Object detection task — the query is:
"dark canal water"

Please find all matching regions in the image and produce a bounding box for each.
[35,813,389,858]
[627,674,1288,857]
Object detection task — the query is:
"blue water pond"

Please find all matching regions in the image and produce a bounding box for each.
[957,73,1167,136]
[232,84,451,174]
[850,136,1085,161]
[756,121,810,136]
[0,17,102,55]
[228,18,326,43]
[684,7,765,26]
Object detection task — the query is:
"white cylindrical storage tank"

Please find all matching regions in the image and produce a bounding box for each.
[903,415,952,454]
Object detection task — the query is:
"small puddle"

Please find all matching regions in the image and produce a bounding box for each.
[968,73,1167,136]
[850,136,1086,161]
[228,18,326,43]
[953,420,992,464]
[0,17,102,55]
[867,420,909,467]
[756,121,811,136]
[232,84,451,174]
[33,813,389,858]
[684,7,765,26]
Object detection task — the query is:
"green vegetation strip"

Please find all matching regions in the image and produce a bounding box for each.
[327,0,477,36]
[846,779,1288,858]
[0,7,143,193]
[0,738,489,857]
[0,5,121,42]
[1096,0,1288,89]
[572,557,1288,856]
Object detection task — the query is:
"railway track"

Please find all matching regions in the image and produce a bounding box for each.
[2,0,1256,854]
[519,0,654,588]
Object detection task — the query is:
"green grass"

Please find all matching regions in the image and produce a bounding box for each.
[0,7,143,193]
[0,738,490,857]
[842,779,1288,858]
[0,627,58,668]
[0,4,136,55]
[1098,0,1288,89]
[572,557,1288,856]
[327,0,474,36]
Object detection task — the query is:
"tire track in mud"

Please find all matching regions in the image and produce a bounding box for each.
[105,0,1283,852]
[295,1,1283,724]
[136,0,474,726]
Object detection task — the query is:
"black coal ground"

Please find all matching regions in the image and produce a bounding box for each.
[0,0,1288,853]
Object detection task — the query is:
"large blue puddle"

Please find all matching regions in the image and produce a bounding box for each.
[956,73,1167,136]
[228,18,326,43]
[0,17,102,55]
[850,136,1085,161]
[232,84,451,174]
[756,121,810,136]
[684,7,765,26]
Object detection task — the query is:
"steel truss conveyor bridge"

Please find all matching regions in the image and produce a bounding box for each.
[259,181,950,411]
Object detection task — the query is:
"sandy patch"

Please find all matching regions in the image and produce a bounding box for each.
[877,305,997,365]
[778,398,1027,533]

^^^^

Set exercise: Rewrite every one of the records above, replacing "query" with "target phrase" wherever it occurs and changing nothing else.

Full answer:
Object detection task — the target phrase is:
"dark canal water"

Please find all matching regions in the image and produce a bounding box for each.
[35,813,389,858]
[627,674,1288,857]
Object detection task — the target phrase is:
"blue water pond"

Please find all matching regions in the image and produce a bounding box for each.
[957,73,1167,136]
[232,84,451,174]
[850,136,1085,161]
[756,121,810,136]
[0,17,102,55]
[228,18,326,43]
[684,7,765,26]
Object detection task — the target phrase is:
"white cylindrical storage tank"

Please find all matching regions in the image and produce a bounding box for each.
[903,415,952,454]
Object detection task — the target phrase is:
"small puddle"

Please find all matching regions in the image and produce a bounding box for each.
[968,73,1167,136]
[850,136,1086,161]
[228,18,326,43]
[953,420,992,464]
[0,17,102,55]
[867,420,909,467]
[756,121,811,136]
[232,84,451,174]
[33,813,389,858]
[684,7,765,26]
Object detection task — the target phrase is:
"green vegetation strip"

Please find all matching regions in the image and produce a bounding box for each.
[327,0,477,36]
[846,779,1288,858]
[0,7,143,193]
[0,738,489,857]
[0,5,121,42]
[1096,0,1288,89]
[572,557,1288,856]
Object detection task — the target phrase is:
"railway track"

Please find all matching regions in the image and produce a bounding box for each.
[2,0,1256,854]
[519,0,654,588]
Object detection task — the target phrase is:
"green grass"

Please find all matching regions in the image and produce a bounding box for each.
[0,7,143,193]
[0,738,490,857]
[842,779,1288,858]
[0,627,58,668]
[0,4,136,55]
[1098,0,1288,89]
[572,557,1288,856]
[327,0,474,36]
Object detection task — the target phrase is:
"tire track in mud"

Please find all matching regions in the image and produce a bounding box for each.
[105,0,1283,852]
[295,1,1283,724]
[136,0,474,726]
Object detection task — the target phrase is:
"black coal ground"

Please find all matching regions in the image and produce a bounding box for each.
[0,0,1288,853]
Object detection task — the target phrase is:
"large blue puddle"

Please find all matching regions in the image and produce a bounding box for each.
[956,73,1167,136]
[228,18,326,43]
[0,17,102,55]
[850,136,1085,161]
[232,84,451,174]
[756,121,810,136]
[684,7,765,26]
Object detection task — the target phrase is:
"steel truss conveyor bridge"

Please find all matching regions in the image and produce a bounding box for each.
[259,181,950,411]
Object detection task — the target phrase is:
"sandy patch"

Please find all matching regions in the image and produce a bounding box for each.
[877,305,997,365]
[778,398,1027,533]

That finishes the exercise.